> Extracted data
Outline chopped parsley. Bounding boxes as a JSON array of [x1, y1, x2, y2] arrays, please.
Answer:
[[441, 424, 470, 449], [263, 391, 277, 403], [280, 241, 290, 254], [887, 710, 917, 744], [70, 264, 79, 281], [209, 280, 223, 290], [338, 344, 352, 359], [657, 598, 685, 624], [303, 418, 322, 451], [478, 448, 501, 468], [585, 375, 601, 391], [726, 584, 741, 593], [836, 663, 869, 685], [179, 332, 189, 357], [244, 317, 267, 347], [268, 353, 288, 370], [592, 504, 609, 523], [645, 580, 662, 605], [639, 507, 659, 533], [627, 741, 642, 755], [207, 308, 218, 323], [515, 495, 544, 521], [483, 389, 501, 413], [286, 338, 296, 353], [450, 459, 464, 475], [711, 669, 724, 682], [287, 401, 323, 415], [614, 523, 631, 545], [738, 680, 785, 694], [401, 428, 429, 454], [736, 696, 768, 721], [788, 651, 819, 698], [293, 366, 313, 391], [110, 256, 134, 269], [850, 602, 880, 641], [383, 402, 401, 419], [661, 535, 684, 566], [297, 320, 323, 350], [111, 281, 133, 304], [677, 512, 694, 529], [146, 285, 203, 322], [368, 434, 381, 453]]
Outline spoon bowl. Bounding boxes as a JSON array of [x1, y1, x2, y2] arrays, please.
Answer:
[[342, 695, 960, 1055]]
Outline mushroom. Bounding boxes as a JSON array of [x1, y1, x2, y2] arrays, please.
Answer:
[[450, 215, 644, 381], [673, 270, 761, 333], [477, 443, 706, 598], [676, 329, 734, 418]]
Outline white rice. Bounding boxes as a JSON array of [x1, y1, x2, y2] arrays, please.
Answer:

> Directions for this task
All that should be returned is the run of lines from the one with "Outline mushroom. Bounding" to the last line of the material above, copied exactly.

> Written solution
Outline mushroom. Bounding boxes as a JSON array of [x1, y1, x2, y2] arrays, please.
Answer:
[[450, 215, 644, 381], [673, 270, 761, 333], [477, 443, 706, 598], [676, 329, 734, 418]]
Outline white rice. Bounding boxes as a JSON array of [x1, y1, x2, y2] arrays, please.
Answer:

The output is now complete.